- DESCRIPTION OF THE TASK -
Return exactly these lines and no others: the one containing "pixel 534 60" and all that follow it to the end of the listing below.

- DATA FOR THIS EXERCISE -
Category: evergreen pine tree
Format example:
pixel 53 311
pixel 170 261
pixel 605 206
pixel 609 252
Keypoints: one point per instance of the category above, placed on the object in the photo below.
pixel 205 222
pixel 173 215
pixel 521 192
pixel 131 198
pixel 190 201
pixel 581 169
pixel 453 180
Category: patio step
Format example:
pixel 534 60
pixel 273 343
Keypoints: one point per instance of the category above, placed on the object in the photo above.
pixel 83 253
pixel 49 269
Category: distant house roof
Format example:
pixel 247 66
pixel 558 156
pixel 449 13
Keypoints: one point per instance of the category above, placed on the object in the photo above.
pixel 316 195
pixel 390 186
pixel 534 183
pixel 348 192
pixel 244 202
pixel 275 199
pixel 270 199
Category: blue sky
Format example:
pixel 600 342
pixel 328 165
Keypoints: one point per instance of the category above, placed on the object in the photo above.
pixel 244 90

- EXERCISE RESPONSE -
pixel 534 60
pixel 273 343
Keypoints: one point per instance of the category above, placed on the object in the photo above.
pixel 83 253
pixel 49 269
Category: distant house roof
Format example:
pixel 247 66
pixel 558 156
pixel 449 13
Keypoints: one point per instance of the category above, placed on the object in the photo above.
pixel 316 195
pixel 390 186
pixel 534 183
pixel 348 192
pixel 244 202
pixel 275 199
pixel 270 199
Category: blue sky
Format example:
pixel 600 342
pixel 328 165
Keypoints: one point per instance of the category above, placed on the object in the photo above.
pixel 244 90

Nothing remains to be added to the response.